● **What is being asked**: Go through the records below and copy out every line holding "dorsal".
(Dataset content Opens)
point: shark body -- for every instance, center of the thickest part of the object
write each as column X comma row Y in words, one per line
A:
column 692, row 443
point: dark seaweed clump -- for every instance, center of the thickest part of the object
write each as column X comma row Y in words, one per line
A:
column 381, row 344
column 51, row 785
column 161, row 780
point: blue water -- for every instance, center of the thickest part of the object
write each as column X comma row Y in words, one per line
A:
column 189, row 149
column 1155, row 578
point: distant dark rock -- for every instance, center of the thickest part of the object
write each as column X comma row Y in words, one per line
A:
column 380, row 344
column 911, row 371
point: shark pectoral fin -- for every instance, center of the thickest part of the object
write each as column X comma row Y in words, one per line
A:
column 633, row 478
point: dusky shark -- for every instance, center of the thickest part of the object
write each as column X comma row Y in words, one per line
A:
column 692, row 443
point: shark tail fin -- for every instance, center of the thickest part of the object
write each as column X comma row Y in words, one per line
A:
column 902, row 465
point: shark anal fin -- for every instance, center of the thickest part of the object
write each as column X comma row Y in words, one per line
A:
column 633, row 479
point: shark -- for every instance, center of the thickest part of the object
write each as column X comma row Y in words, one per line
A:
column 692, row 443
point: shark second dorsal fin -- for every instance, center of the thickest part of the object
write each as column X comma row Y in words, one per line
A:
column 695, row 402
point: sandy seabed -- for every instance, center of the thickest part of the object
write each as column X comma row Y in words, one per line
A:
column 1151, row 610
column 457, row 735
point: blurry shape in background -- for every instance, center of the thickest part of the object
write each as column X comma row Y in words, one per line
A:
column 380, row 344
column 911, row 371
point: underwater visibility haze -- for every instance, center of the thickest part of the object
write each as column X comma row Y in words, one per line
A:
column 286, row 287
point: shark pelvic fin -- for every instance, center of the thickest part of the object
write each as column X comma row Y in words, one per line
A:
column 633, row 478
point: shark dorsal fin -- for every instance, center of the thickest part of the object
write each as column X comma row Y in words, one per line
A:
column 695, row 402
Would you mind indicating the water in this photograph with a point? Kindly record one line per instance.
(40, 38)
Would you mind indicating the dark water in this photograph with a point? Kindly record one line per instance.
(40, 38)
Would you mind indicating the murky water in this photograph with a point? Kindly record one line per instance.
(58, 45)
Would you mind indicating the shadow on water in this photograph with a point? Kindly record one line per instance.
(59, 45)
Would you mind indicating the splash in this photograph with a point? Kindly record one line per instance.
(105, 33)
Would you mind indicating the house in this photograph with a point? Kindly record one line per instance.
(Dataset content Closes)
● **Answer box**:
point: shark second dorsal fin -- for every instance, center of the thickest part of the object
point: shark dorsal fin -- for every instance, center of the thickest part of the object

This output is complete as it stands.